◆ **TASK GOAL**: Can you arrange every item below as a Markdown table with the columns Row and Line, one numbered row per line, skipping blank lines and leaving the pictures out?

◆ **RECORDS SHOWN**:

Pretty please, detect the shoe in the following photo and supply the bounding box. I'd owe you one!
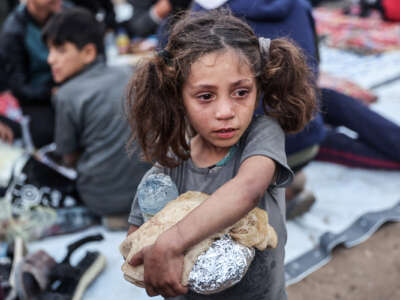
[286,190,315,220]
[0,237,27,300]
[16,234,106,300]
[37,251,106,300]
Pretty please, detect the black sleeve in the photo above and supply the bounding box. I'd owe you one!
[0,34,53,105]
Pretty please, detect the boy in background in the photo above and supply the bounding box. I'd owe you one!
[43,8,149,227]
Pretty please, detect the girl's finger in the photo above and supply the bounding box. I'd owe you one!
[146,284,160,297]
[128,250,144,267]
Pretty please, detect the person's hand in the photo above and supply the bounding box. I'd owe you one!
[0,122,14,144]
[129,225,188,298]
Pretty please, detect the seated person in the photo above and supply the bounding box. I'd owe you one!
[43,8,149,225]
[0,115,22,144]
[0,0,62,148]
[70,0,116,29]
[121,0,191,38]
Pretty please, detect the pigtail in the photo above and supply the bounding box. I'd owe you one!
[260,39,317,133]
[126,55,189,167]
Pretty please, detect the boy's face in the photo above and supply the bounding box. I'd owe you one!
[47,42,93,83]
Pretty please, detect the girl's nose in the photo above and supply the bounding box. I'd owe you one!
[216,98,235,120]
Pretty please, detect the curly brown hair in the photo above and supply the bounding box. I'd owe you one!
[126,10,317,167]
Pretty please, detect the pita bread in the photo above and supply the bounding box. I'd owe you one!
[120,191,278,287]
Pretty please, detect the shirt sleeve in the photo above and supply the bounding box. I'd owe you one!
[240,115,293,187]
[53,92,80,155]
[128,166,165,227]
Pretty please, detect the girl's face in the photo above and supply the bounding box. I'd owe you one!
[182,50,257,151]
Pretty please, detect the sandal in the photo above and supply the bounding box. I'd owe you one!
[16,234,105,300]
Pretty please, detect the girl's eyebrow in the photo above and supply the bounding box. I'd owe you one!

◆ **COMPLETE RESPONSE**:
| Row | Line |
|---|---|
| 1 | Pretty please, detect the shoe in the following photo and supply the bounding box. I'd owe you one! |
| 2 | [286,190,315,220] |
| 3 | [0,237,27,300] |
| 4 | [16,234,106,300] |
| 5 | [37,251,106,300] |
| 6 | Pretty please, detect the black sleeve in the photo above and supply the bounding box. I'd owe you one! |
| 7 | [0,34,53,105] |
| 8 | Pretty please, detect the boy in background in the photo above and supply the bounding box. I'd owe you one! |
| 9 | [43,8,149,227] |
| 10 | Pretty please, detect the girl's finger in the photo above and supply the bounding box. I'd owe you one! |
| 11 | [146,284,160,297] |
| 12 | [128,250,144,267] |
| 13 | Pretty please, detect the person's hand in the photo above and supply the bounding box. I'd owe you one! |
| 14 | [0,122,14,144] |
| 15 | [129,225,188,298] |
| 16 | Pretty please, detect the seated person in the photo above and supply the bounding box. I'd owe you one! |
| 17 | [43,8,149,225] |
| 18 | [0,115,22,144] |
| 19 | [0,0,62,148] |
| 20 | [70,0,116,29] |
| 21 | [121,0,191,38] |
| 22 | Pretty please, detect the pigtail in the photo above and supply the bounding box. I'd owe you one! |
| 23 | [260,39,317,133] |
| 24 | [126,55,189,167] |
| 25 | Pretty please, detect the boy's face in the photo above and supply the bounding box. I'd owe you one! |
| 26 | [47,42,93,83] |
| 27 | Pretty please, detect the girl's nose in the photo above and supply the bounding box. I'd owe you one! |
| 28 | [216,98,235,120] |
| 29 | Pretty please, detect the curly brown hair in the photo above and supply the bounding box. I'd owe you one! |
| 30 | [126,10,317,167] |
| 31 | Pretty please, detect the pita bread in the photo above and supply the bounding box. I'd owe you one! |
| 32 | [120,191,278,287] |
| 33 | Pretty please, detect the shirt sleeve in the photo above and supply the bounding box. I'd owe you one! |
| 34 | [240,115,293,187] |
| 35 | [53,92,80,155] |
| 36 | [128,166,165,227] |
| 37 | Pretty please, detect the girl's face in the photo above and supply the bounding box. I'd owe you one! |
| 38 | [182,50,257,151] |
| 39 | Pretty please, detect the sandal in the photo above and supply the bounding box. I'd owe you one! |
| 40 | [16,234,105,300] |
| 41 | Pretty please, detect the girl's eyebrow in the photo above and supply the bounding box. I'd owe you one! |